■ Text segment ■
##########
Political Diary
New Delhi, 21 February 2023
Speaker’s Crown Of
Thorns
FOR BETTER OR WORSE?
By Poonam I Kaushish
Fatigued and bored of the volatile
cacophony of accusations flying thick and fast over American billionaire George
Soros’s comments on the Adani Hindenburg saga with BJP alleging he wants to
“destroy” Indian democracy? Flip
attention to the Supreme Court’s Constitution Bench hearing issues arising on
the Speaker’s role vis-a-vis
disqualification of MLAs under the Anti-Defection Law by him while a notice for
his removal is pending.
Recall, in Maharashtra last June Dy
Speaker (NCP MLA officiating as Speaker) became a convenient tool of MVA by
issuing disqualification notices to 16 Eknath Shinde’s Shiv Sena rebels post him
toppling Uddhav Thackeray led MVA Government. In a tit-for-tat the Shinde group
served a no-confidence motion against the Speaker.
##########
■ Material supplied ■
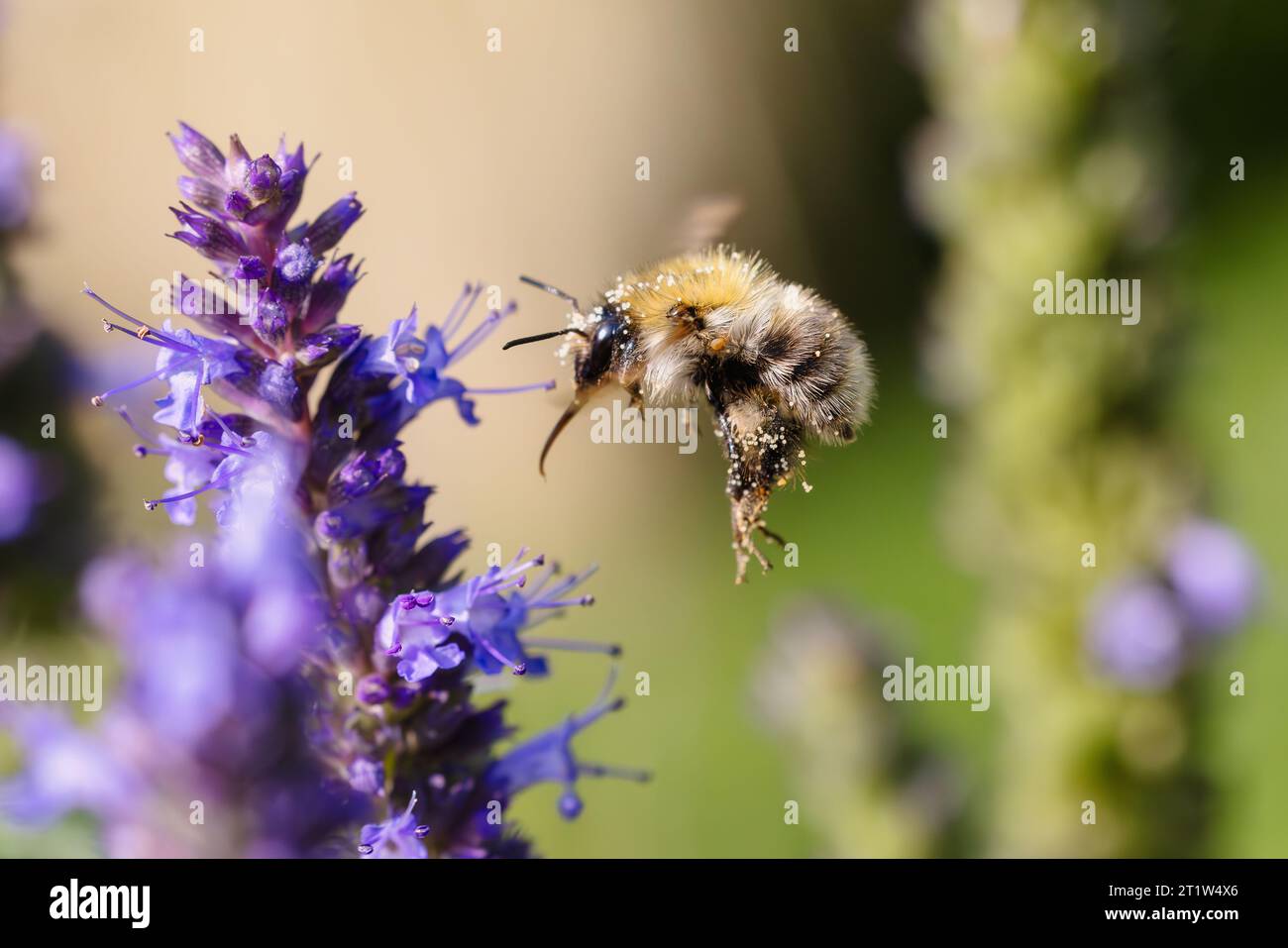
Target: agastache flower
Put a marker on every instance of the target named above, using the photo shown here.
##########
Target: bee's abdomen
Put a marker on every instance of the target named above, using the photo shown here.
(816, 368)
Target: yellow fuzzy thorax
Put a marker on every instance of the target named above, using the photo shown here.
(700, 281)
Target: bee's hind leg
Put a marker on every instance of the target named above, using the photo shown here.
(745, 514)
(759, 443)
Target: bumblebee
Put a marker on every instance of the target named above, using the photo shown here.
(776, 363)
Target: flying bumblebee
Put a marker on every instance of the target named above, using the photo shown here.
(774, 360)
##########
■ To be done ■
**a.** In the column on the Speaker's role under the Anti-Defection Law, how many Shiv Sena rebels received disqualification notices from the Maharashtra Deputy Speaker?
**b.** Continue the column on the Speaker's role under the Anti-Defection Law from its final sentence, keeping its formal voice.

■ Results of the tasks ■
**a.** Sixteen.

**b.**
Both sides moved Supreme Court which held: “Any change in the strength
and composition of the Assembly, by disqualifying sitting MLAs, for the period
during which the notice of resolution for the removal of the Speaker (or Dy
Speaker) is pending, would conflict with the express mandate of Article
179(c).”
“A member holding
office as Speaker or Dy Speaker may be removed from office by an Assembly
resolution passed by a majority of all the then members of the Assembly clearly
suggest that all those who were members of the House at the time when such a
resolution is moved should have the right to vote on it.” Significantly the Constituent
Assembly debates reveal that the phrase ‘all the then members’ was preferred to
‘members present and voting’ as it was precise.
This, the Court
averred means even MLAs who are liable to be disqualified have a right to vote
on the resolution to remove the Speaker, hence he cannot prevent such members
from voting on the resolution by disqualifying them beforehand thereby
restricting him from going ahead.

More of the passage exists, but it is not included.